Papyrus 70 (in the Gregory-Aland numbering), designated by 𝔓70, is an early copy of the New Testament in Greek. It is a papyrus manuscript of the Gospel of Matthew. The surviving texts of Matthew are verses 2:13-16; 2:22-3:1; 11:26-27; 12:4-5; 24:3-6.12-15. 𝔓70 has a fairly reliable text, though it was carelessly written. 
The manuscript palaeographically had been assigned to the late 3rd century.

 Text 
The Greek text of this codex is a representative of the Alexandrian text-type. Aland ascribed it as a “strict text”, and placed it in Category I.

 Present location
It is currently housed at the Ashmolean Museum (P. Oxy. 2384) in Oxford and at the Papyrological Institute of Florence in National Archaeological Museum (Florence) (PSI 3407 – formerly CNR 419, 420).
-=-=-=-=-
▶ Goal 1
Please write out the passage on Papyrus 70 word for word, from "The manuscript palaeographically" up to and including "CNR 419, 420).".
▶ Goal 2
Summarize the passage on Papyrus 70 in two sentences.

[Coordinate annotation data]
-=-=-=-=-
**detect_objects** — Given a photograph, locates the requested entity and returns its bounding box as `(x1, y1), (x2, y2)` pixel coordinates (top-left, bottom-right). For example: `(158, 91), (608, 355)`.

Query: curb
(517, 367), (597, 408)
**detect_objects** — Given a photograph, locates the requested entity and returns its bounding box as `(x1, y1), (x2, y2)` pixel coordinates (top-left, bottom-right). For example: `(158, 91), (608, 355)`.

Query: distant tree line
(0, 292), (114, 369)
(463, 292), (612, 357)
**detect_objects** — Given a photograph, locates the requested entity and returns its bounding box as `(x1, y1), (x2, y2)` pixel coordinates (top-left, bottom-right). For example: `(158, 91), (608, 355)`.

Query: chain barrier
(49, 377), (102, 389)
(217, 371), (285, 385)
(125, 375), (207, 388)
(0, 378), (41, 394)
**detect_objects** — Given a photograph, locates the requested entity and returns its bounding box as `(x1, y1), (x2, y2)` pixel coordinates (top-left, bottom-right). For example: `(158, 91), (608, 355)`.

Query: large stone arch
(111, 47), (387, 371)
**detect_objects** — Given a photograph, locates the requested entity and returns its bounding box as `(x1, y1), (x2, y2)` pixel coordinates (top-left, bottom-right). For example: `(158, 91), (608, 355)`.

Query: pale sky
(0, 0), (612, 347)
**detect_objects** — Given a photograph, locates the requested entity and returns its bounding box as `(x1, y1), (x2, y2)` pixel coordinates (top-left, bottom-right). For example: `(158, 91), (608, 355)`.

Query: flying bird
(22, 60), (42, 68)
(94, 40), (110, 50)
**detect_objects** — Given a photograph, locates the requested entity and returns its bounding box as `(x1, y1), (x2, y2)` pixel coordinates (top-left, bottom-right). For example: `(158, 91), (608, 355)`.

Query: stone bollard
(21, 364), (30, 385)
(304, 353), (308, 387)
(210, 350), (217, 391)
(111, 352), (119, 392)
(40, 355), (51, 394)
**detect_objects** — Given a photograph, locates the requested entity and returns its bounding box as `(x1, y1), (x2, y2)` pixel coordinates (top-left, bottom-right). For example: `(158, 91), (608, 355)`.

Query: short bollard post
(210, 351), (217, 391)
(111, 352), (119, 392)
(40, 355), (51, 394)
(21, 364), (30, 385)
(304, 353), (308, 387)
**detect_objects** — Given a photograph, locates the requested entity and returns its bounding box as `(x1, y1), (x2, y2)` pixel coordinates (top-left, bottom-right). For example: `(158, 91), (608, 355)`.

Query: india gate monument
-=-=-=-=-
▶ Response 1
The manuscript palaeographically had been assigned to the late 3rd century.

 Text 
The Greek text of this codex is a representative of the Alexandrian text-type. Aland ascribed it as a “strict text”, and placed it in Category I.

 Present location
It is currently housed at the Ashmolean Museum (P. Oxy. 2384) in Oxford and at the Papyrological Institute of Florence in National Archaeological Museum (Florence) (PSI 3407 – formerly CNR 419, 420).

▶ Response 2
Papyrus 70 (𝔓70) is a Greek papyrus manuscript of the Gospel of Matthew, assigned to the late 3rd century, whose text is fairly reliable though carelessly written. It represents the Alexandrian text-type, was placed by Aland in Category I, and is housed at the Ashmolean Museum in Oxford and at the Papyrological Institute of Florence.